Text provided
+-------+
The Redactions That Congress Couldn’t Ignore

Jeffrey Epstein’s death in federal custody in 2019 left a gaping hole in one of the most significant criminal investigations in modern American history. The financier had spent decades cultivating relationships with some of the world’s most powerful and wealthy men — relationships that federal investigators documented in extensive detail. But when the public finally began to see those files, critical names had been blacked out, with no explanation from the DOJ as to why and no indication that charges were coming.

For years, lawmakers on both sides of the aisle have demanded transparency. Epstein died with a vast network of alleged co-conspirators still unaccounted for, and the Justice Department’s silence on the matter has fueled years of public suspicion about who was being protected — and why.

What Massie and Khanna Found at the DOJ

Massie and Rep. Ro Khanna (D-CA) were granted access to review unredacted portions of the Epstein files at the Justice Department. What they found was damning: at least six individuals had been identified by investigators as “likely incriminated” by the evidence — and every single one of those names had been redacted in the public versions of the documents. No charges. No explanation from the DOJ. Just black boxes where names used to be.

After reviewing the files, Massie made the decision to walk to the House floor and read three of those names publicly — protected by the constitutional speech and debate clause that shields members of Congress from legal liability for statements made during legislative proceedings.
+-------+
Task A
From the article on the Epstein file redactions, copy out the stretch from "What Massie and" through "used to be." word for word.
Task B
Extend the article on the Epstein file redactions past its final sentence, picking up right after Massie's decision to read three names on the House floor.
+-------+
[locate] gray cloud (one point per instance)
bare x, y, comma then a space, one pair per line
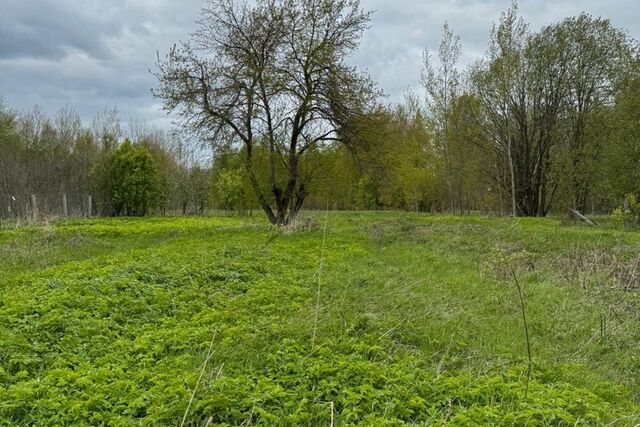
92, 55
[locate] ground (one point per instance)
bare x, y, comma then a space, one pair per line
347, 318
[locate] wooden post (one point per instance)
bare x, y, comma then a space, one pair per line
89, 203
34, 208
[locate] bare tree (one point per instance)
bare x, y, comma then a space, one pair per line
271, 78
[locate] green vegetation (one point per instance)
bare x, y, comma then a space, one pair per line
412, 319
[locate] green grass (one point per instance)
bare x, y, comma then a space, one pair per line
109, 322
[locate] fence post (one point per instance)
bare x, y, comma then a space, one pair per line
34, 208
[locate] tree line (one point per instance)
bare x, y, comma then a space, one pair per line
57, 166
544, 121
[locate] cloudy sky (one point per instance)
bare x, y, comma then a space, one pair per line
92, 55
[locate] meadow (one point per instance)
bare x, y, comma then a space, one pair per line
379, 318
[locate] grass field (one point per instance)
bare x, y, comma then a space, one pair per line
375, 319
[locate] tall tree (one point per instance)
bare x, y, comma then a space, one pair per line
270, 76
443, 87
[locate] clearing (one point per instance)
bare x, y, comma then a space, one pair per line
412, 319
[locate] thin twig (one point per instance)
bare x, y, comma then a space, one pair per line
202, 369
526, 329
324, 239
331, 425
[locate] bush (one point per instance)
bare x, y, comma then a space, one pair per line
134, 180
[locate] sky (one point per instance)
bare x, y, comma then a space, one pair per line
92, 55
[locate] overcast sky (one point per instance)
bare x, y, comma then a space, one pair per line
96, 54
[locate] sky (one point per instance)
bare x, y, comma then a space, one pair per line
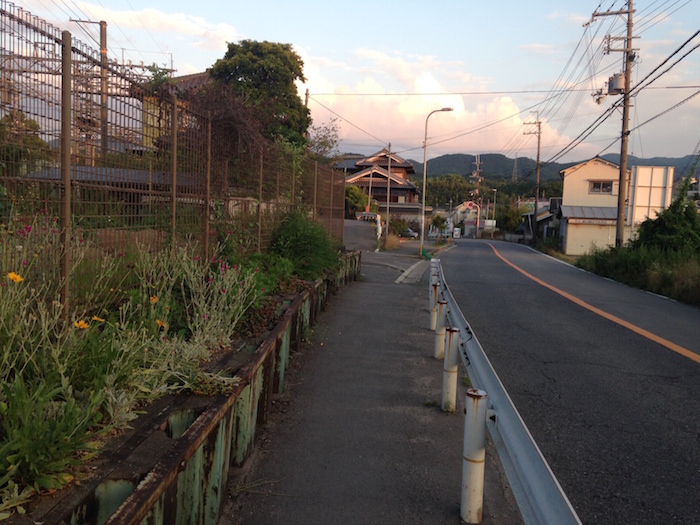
376, 70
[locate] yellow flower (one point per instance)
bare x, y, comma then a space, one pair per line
15, 277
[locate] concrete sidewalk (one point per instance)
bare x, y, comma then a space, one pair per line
358, 436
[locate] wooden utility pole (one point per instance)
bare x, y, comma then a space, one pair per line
538, 132
630, 56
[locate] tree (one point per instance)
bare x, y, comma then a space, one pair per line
323, 140
676, 228
264, 73
439, 222
355, 199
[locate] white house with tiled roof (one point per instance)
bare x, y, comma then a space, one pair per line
371, 174
589, 202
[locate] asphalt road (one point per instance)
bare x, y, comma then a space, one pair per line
357, 436
616, 413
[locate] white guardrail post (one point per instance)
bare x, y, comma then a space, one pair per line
450, 369
540, 498
474, 456
439, 351
434, 291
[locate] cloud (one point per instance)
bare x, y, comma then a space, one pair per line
391, 100
539, 49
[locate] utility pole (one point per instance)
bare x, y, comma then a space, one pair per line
613, 89
538, 132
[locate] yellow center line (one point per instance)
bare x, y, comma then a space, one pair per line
634, 328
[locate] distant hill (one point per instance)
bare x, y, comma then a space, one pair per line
495, 165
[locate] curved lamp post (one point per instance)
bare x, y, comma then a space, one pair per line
425, 172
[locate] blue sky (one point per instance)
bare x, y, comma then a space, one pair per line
379, 68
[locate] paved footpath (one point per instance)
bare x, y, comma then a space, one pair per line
358, 436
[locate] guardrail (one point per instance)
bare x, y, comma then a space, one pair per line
540, 498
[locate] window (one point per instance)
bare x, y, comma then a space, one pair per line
600, 186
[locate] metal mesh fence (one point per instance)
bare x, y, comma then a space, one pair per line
89, 156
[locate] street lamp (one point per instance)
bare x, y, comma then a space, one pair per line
495, 192
425, 173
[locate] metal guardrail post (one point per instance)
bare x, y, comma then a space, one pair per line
449, 370
474, 456
539, 495
439, 351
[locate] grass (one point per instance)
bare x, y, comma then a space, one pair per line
674, 274
141, 326
130, 339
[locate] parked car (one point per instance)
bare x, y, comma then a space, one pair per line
408, 232
364, 216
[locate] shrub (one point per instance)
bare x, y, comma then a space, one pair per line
306, 245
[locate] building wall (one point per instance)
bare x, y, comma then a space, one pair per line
582, 238
577, 185
651, 192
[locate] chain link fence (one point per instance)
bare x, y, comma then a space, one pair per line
89, 156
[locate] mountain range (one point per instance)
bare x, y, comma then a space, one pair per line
495, 165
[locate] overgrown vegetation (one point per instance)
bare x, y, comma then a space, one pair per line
665, 256
131, 338
306, 245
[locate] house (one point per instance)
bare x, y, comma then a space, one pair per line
588, 215
371, 174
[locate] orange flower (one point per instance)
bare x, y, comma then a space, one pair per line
15, 277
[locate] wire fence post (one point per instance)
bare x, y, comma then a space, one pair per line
66, 125
330, 211
207, 199
173, 144
315, 214
260, 202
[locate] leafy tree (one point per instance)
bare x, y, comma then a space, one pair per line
439, 222
21, 147
265, 74
306, 244
323, 140
355, 199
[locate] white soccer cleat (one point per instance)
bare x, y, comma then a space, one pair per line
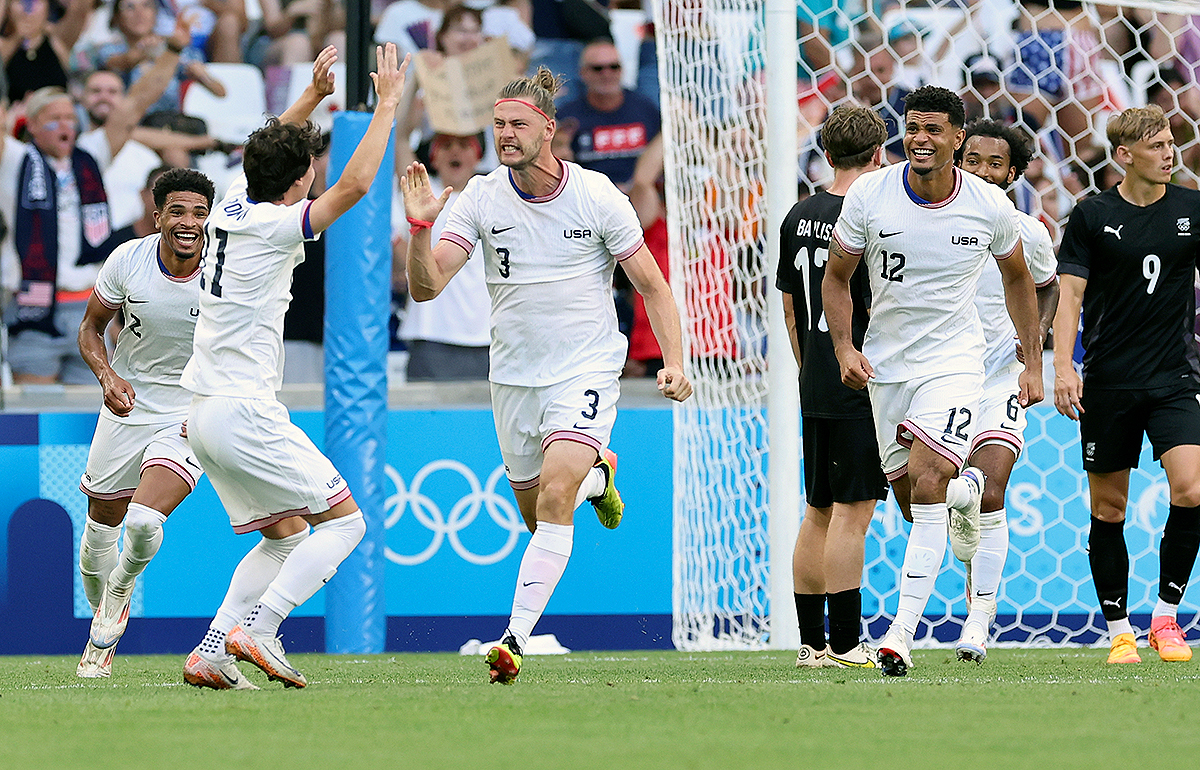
893, 654
861, 656
811, 657
965, 518
973, 643
202, 672
265, 654
96, 662
112, 618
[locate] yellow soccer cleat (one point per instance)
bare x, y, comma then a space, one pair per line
609, 505
1125, 649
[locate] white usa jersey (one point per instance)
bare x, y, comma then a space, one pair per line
549, 264
250, 252
997, 326
924, 262
156, 341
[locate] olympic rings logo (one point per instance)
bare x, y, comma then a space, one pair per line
465, 512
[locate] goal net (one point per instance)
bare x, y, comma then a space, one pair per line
1056, 73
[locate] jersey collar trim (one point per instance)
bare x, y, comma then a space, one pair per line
927, 204
557, 191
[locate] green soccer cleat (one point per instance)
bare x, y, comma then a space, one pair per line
504, 661
609, 505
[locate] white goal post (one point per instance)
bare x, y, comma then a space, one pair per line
744, 90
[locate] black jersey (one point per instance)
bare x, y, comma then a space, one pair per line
803, 252
1139, 306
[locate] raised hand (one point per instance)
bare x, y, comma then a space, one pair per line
322, 72
388, 77
419, 200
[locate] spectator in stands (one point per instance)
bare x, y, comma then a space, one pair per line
874, 84
304, 324
36, 50
294, 30
1057, 58
1181, 104
137, 46
563, 30
611, 124
448, 337
217, 25
53, 193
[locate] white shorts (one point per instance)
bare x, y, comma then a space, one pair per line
121, 451
528, 419
1001, 415
940, 410
263, 468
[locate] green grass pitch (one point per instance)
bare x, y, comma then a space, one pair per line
1047, 709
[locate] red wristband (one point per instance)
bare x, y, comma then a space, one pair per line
418, 224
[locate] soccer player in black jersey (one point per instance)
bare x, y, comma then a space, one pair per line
843, 475
1128, 258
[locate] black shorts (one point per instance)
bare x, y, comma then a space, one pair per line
841, 462
1115, 420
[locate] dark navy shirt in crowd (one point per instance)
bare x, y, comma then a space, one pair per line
1139, 306
610, 143
803, 253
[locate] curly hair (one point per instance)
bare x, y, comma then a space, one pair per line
934, 98
1020, 146
851, 134
539, 89
276, 156
181, 180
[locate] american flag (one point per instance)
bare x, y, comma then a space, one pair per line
36, 294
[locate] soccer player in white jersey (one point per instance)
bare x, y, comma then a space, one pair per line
552, 233
925, 229
139, 465
1000, 154
269, 475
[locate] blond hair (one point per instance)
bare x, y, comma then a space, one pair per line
1134, 124
851, 134
538, 89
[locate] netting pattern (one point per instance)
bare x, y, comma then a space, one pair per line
1059, 74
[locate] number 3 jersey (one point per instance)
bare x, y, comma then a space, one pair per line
924, 262
156, 340
250, 251
1139, 306
549, 264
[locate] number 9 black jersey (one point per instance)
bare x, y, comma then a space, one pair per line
1139, 306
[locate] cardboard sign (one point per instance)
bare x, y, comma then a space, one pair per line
460, 91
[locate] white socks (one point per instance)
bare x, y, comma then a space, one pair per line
988, 565
307, 567
97, 558
1162, 608
922, 563
593, 486
958, 492
255, 572
543, 565
143, 536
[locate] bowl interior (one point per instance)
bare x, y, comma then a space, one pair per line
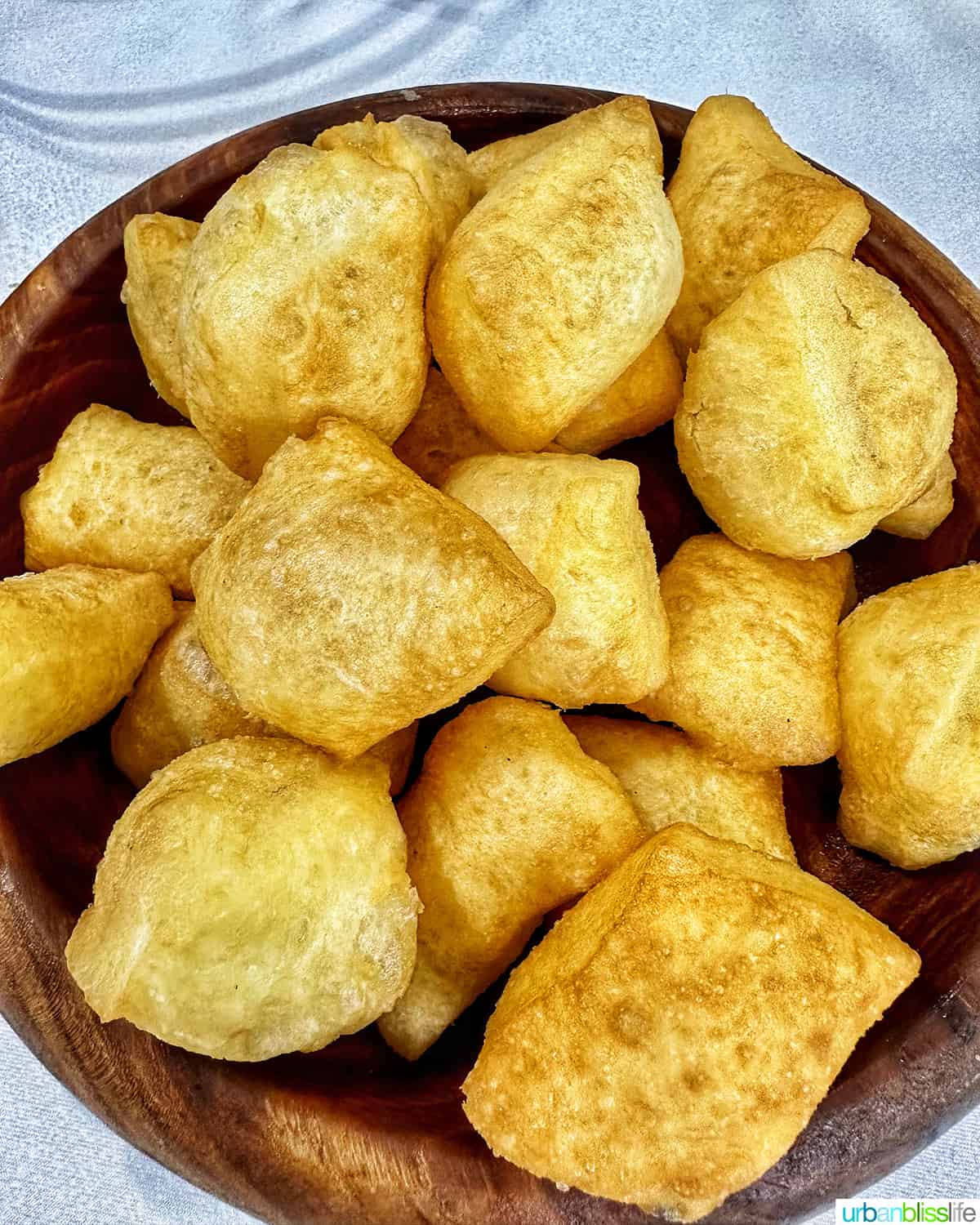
354, 1134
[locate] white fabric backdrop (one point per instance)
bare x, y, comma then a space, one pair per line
98, 95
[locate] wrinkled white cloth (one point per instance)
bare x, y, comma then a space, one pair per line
98, 95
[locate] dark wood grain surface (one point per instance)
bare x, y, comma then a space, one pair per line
353, 1134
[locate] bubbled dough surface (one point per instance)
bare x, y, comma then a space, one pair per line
426, 151
73, 642
303, 298
157, 247
671, 1036
669, 779
127, 494
576, 524
507, 820
744, 200
911, 710
558, 279
817, 404
347, 598
752, 673
252, 901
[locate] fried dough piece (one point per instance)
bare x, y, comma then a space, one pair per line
426, 151
920, 519
752, 673
558, 279
73, 641
646, 394
181, 701
252, 901
303, 298
744, 201
507, 820
668, 779
130, 495
490, 163
345, 597
576, 524
911, 720
817, 404
671, 1036
157, 247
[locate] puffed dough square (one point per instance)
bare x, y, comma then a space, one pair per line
671, 1036
576, 524
127, 494
559, 278
73, 641
303, 298
252, 901
911, 719
157, 247
426, 151
668, 778
347, 598
181, 701
509, 820
745, 200
752, 673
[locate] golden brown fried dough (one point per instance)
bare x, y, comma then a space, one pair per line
668, 779
181, 701
644, 396
127, 494
440, 434
252, 901
490, 163
920, 519
744, 201
911, 720
671, 1036
157, 247
426, 151
558, 279
752, 669
303, 296
817, 404
576, 524
73, 641
347, 598
507, 820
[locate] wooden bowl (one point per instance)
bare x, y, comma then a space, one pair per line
355, 1134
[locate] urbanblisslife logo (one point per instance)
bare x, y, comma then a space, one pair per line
908, 1212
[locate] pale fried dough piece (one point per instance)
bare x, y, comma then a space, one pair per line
181, 701
157, 247
303, 298
490, 163
744, 201
920, 519
507, 820
817, 404
671, 1036
426, 151
668, 779
345, 597
127, 494
73, 641
252, 901
752, 671
911, 720
558, 279
576, 524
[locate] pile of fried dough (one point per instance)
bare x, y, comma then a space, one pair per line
348, 538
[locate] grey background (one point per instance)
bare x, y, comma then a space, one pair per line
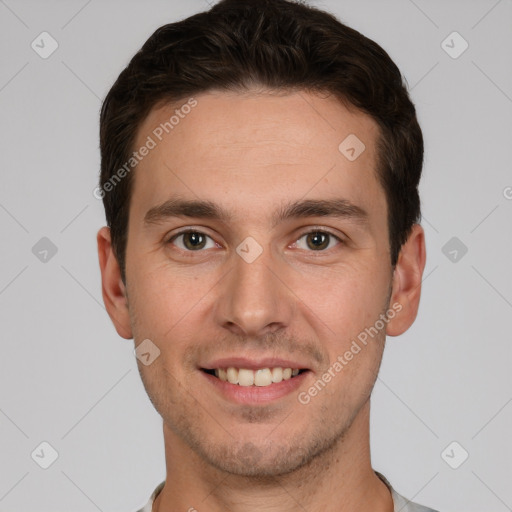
68, 379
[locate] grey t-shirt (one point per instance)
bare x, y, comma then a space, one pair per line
401, 504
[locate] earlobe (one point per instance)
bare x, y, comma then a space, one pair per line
407, 278
113, 288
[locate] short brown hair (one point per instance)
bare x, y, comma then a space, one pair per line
277, 45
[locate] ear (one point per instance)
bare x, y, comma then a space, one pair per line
407, 278
113, 288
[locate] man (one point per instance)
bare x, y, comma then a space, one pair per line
260, 169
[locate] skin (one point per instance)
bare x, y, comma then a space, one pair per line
249, 153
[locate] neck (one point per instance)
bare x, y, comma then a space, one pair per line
340, 479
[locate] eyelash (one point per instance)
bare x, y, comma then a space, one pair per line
317, 230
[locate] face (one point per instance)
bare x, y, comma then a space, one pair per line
254, 243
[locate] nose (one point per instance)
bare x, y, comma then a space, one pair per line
253, 298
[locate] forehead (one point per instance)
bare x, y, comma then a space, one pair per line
264, 146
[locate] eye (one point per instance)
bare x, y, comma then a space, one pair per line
318, 240
191, 240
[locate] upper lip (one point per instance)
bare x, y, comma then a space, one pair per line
254, 363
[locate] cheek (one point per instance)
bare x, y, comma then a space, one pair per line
349, 299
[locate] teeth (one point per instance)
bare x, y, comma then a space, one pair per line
245, 377
262, 377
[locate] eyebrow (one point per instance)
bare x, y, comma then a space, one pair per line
338, 208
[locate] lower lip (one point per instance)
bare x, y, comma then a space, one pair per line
256, 394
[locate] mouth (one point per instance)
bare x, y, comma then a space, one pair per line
261, 377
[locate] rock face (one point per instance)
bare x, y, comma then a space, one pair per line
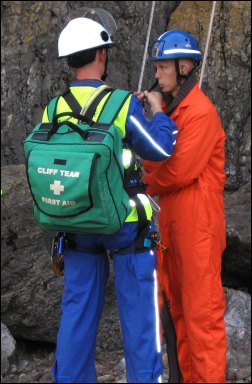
7, 347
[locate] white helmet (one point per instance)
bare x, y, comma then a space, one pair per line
82, 34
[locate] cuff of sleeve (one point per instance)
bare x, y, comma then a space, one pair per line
147, 180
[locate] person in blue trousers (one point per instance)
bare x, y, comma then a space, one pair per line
85, 43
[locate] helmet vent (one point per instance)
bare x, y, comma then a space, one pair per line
104, 36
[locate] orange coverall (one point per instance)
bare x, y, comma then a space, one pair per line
190, 187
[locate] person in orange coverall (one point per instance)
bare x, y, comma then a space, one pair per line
190, 187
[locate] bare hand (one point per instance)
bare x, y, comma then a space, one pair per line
154, 99
140, 96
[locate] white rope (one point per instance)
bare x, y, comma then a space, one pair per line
146, 47
207, 43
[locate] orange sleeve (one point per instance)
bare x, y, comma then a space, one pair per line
195, 143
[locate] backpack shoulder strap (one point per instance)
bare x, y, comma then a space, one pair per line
113, 105
51, 108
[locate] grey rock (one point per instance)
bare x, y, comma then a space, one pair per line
238, 328
8, 344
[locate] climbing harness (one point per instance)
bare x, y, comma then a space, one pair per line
57, 255
146, 47
207, 43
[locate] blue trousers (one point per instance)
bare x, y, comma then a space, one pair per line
85, 279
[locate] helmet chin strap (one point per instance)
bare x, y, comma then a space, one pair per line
181, 77
104, 76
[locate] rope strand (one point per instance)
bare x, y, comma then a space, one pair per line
146, 47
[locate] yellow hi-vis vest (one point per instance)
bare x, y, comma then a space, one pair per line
85, 99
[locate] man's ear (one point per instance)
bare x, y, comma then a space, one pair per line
185, 66
101, 54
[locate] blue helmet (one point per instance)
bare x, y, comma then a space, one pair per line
175, 45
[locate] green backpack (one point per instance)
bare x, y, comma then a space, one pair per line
75, 171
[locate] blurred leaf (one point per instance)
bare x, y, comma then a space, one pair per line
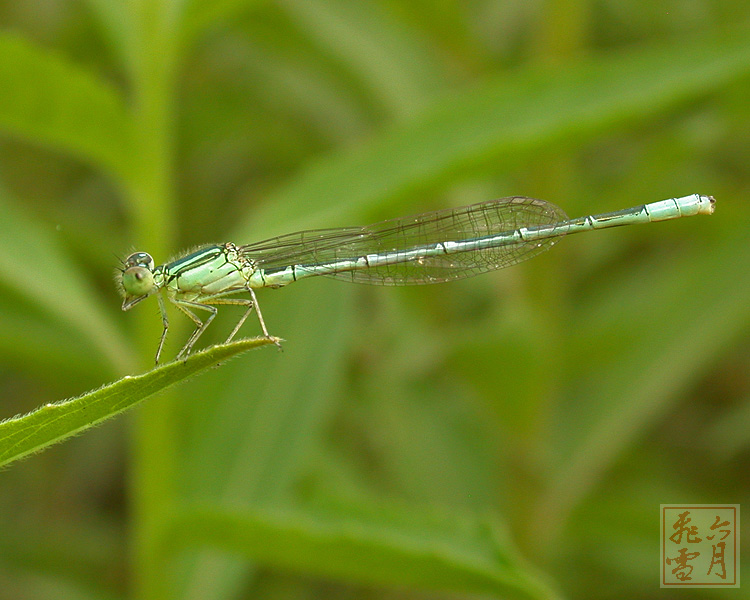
+-------+
Answer section A
What Massie and Khanna Found at the DOJ

Massie and Rep. Ro Khanna (D-CA) were granted access to review unredacted portions of the Epstein files at the Justice Department. What they found was damning: at least six individuals had been identified by investigators as “likely incriminated” by the evidence — and every single one of those names had been redacted in the public versions of the documents. No charges. No explanation from the DOJ. Just black boxes where names used to be.

Answer section B
The Three Names Massie Read Aloud

Leon Black — the billionaire co-founder and former CEO of Apollo Global Management, one of the world’s largest private equity firms. Black had previously acknowledged paying Jeffrey Epstein $158 million in consulting fees between 2012 and 2017, even as Epstein was a registered sex offender. Black stepped down from Apollo in 2021 after the payments became public.

Jes Staley — the former chief executive of Barclays bank. Staley had a documented relationship with Epstein dating back to his time at JPMorgan Chase. JPMorgan itself later settled a civil lawsuit that alleged the bank knowingly facilitated Epstein’s trafficking by maintaining the financier as a client for over a decade after his 2008 conviction.

Leslie Wexner — the billionaire founder of L Brands and Victoria’s Secret. Wexner’s connection to Epstein is among the most extensively documented of all Epstein’s associates. He gave Epstein a power of attorney over his financial affairs, transferred ownership of his Manhattan townhouse to Epstein, and provided access to his private aircraft for years before the relationship reportedly ended in the early 2000s. Wexner has maintained he was deceived by Epstein and cut ties once he learned of the allegations.

No charges have been filed against any of the three men in connection with the Epstein files.

Congress Demands Answers

Massie’s floor speech immediately went viral, generating millions of views and reigniting national debate about the scope of the Epstein investigation and why so few of his alleged associates have faced legal consequences. Both conservative and progressive commentators called the move long overdue.

The DOJ has not issued a public statement explaining why these specific names were redacted. Massie is now demanding a formal response from the Justice Department — either an acknowledgment that the redactions were improper, or a legal justification for continuing to withhold the names of individuals identified as “likely incriminated” from elected members of Congress. Khanna has joined the demand, making this a rare and notable bipartisan effort on a politically charged issue.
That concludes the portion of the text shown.